* [Data to use]:
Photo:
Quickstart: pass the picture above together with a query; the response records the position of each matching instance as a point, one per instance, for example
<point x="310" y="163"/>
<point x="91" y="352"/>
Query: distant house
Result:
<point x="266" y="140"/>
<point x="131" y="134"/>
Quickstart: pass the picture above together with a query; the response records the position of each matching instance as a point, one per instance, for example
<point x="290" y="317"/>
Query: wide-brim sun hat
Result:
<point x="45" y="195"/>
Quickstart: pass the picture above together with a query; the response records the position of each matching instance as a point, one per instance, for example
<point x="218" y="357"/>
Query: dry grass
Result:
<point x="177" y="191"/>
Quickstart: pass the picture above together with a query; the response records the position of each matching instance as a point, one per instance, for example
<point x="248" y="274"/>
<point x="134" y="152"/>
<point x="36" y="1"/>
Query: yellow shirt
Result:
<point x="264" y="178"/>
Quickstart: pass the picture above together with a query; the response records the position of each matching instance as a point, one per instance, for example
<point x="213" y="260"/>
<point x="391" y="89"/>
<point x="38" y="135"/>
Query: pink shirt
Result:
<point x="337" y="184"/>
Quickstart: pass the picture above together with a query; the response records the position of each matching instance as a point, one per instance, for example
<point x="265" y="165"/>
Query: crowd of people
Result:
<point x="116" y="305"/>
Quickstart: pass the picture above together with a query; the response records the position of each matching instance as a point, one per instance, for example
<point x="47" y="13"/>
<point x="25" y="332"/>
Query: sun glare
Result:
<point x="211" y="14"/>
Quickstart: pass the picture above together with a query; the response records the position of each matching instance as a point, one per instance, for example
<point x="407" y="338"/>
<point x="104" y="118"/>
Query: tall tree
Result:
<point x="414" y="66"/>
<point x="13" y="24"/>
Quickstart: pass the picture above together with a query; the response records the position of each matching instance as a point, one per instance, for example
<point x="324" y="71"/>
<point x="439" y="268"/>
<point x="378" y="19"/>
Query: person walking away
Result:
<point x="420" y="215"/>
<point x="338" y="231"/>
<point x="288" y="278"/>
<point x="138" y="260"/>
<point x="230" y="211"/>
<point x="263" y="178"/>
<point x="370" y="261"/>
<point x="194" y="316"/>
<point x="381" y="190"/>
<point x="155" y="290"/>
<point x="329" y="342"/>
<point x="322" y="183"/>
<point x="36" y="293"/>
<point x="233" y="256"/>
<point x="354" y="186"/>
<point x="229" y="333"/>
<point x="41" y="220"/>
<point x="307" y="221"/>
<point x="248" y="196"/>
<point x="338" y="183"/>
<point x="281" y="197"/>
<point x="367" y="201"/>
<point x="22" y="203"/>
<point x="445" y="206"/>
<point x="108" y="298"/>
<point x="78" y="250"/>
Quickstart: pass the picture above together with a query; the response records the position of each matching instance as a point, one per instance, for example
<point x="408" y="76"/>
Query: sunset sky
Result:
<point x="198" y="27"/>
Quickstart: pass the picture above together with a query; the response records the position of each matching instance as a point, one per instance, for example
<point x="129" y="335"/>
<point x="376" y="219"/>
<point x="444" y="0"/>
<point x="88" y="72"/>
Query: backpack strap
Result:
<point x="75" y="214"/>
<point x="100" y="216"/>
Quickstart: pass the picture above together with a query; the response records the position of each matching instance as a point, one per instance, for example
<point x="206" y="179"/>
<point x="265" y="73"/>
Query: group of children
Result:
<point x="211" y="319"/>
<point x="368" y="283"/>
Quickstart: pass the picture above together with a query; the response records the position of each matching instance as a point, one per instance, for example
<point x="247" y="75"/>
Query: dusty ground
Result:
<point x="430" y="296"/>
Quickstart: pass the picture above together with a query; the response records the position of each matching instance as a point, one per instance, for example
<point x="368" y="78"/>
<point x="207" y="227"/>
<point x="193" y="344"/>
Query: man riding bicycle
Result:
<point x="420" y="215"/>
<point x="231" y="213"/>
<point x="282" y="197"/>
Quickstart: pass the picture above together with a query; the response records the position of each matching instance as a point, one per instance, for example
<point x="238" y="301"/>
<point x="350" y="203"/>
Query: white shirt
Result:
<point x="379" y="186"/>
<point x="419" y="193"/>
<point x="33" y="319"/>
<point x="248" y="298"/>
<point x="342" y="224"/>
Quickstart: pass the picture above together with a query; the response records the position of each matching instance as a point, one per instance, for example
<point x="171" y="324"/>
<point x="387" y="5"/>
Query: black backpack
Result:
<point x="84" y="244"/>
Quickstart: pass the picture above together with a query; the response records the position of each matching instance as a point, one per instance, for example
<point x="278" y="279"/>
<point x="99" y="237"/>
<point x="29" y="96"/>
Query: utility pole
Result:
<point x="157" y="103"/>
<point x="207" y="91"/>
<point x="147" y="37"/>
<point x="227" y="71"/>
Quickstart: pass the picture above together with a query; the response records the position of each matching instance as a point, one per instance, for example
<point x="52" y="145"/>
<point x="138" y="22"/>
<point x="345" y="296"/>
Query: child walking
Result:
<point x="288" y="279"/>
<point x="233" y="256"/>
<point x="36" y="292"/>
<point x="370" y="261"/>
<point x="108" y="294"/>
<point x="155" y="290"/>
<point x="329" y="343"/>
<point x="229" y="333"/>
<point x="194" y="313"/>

* [Requirement]: Copy each line in the listing where "backpack" appears.

* [Response]:
Query: backpack strap
Query: black backpack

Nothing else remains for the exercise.